## begin GIVEN DATA

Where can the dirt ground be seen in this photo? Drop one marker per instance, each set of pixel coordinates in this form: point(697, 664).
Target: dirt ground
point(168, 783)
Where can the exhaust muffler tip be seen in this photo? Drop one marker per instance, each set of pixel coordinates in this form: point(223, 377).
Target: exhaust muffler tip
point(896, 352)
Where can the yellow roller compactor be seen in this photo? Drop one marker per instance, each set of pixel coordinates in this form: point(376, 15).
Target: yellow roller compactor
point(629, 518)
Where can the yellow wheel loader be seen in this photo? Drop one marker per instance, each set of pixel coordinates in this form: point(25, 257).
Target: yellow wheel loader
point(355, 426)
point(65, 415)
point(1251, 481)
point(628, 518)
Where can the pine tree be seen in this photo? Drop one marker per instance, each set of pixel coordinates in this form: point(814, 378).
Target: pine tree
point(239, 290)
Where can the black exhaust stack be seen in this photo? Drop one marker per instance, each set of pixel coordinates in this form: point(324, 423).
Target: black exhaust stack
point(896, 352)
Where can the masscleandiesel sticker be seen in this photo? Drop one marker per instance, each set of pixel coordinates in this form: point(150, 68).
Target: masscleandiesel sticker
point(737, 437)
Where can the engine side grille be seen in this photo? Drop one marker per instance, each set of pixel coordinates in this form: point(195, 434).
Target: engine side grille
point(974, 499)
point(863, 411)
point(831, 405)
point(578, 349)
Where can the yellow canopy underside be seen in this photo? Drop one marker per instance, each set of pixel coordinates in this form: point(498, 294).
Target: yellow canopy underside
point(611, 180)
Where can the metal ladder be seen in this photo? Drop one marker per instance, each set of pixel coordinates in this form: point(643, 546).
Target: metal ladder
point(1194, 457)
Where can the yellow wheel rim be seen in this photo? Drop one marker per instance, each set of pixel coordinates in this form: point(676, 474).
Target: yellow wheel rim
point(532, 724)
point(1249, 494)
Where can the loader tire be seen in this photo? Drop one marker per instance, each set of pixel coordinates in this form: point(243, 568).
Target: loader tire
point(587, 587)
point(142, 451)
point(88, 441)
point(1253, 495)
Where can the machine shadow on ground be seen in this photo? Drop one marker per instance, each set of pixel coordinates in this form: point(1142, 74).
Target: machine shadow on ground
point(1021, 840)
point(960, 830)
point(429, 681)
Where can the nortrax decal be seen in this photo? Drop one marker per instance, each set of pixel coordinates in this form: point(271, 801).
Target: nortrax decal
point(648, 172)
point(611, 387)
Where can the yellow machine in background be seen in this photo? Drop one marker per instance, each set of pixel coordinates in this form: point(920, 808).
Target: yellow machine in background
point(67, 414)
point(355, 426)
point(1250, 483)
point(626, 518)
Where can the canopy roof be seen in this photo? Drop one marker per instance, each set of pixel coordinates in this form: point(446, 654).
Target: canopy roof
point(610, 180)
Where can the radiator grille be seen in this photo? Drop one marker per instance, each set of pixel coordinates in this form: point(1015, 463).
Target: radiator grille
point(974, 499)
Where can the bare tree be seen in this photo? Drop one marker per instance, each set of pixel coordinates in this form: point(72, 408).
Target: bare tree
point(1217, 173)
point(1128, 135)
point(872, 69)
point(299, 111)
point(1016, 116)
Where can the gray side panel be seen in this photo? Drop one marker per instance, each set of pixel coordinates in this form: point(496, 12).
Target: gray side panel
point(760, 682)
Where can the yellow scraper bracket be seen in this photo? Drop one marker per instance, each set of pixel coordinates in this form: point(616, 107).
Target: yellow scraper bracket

## end GIVEN DATA
## begin GIVEN DATA

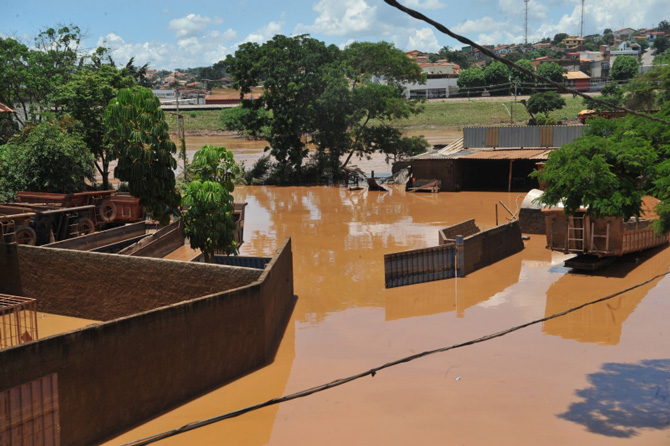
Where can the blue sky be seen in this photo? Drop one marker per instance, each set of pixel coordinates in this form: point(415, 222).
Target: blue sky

## end GIVEN DATA
## begin GIVEN DATA

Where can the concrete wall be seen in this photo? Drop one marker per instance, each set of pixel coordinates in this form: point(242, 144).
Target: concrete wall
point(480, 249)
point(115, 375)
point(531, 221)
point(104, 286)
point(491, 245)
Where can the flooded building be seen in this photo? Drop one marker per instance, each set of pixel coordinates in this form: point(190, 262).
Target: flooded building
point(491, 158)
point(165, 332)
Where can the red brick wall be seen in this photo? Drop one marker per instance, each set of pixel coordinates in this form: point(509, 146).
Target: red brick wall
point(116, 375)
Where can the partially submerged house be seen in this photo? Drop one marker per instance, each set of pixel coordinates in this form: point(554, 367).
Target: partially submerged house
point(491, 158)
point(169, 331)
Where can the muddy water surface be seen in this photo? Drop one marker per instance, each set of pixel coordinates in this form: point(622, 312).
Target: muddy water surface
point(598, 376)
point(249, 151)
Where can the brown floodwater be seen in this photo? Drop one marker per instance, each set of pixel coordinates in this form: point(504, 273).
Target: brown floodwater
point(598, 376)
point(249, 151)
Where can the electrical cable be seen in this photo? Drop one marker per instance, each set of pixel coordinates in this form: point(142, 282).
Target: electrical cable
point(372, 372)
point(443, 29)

## end GIVEN DATA

Rewrite the lines from the line with "Where can the dirt" to the line with "point(168, 783)", changing "dirt ground" to "gravel surface" and leaving the rest of those lines unchanged.

### EXERCISE ANSWER
Where can the gravel surface be seen in this photo? Drop one marker per instance, each set of pixel coordinates in this form: point(697, 664).
Target: gravel surface
point(168, 783)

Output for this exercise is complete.